* WORK REQUIRED
Identify all lines in the data containing the string "road". Copy them out.

----- DATA EXCERPTS

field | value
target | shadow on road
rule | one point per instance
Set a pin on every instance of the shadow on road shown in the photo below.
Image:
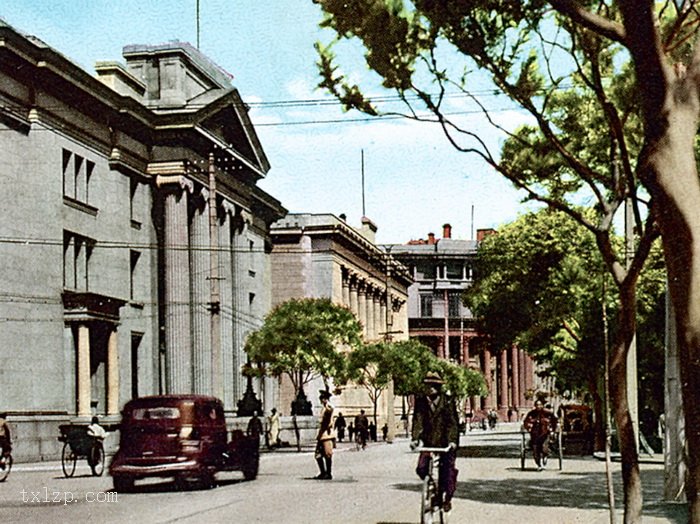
(566, 490)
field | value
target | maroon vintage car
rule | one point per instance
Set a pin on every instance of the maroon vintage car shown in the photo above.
(179, 436)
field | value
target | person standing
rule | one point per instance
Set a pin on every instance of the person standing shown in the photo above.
(254, 428)
(362, 428)
(325, 437)
(273, 429)
(436, 424)
(340, 427)
(540, 423)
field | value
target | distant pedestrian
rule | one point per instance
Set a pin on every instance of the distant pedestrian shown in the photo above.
(273, 429)
(325, 438)
(340, 427)
(362, 428)
(254, 428)
(373, 432)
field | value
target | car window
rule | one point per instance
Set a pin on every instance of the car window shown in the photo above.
(157, 413)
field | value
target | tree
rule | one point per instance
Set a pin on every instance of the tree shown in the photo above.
(561, 60)
(302, 339)
(406, 363)
(540, 286)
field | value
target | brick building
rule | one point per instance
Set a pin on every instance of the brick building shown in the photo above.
(442, 268)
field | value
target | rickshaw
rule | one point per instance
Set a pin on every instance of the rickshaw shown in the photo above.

----------

* REPLY TO THE TASK
target | shadow on road
Set a pin on every instance of the shadow on road shown in the photo below.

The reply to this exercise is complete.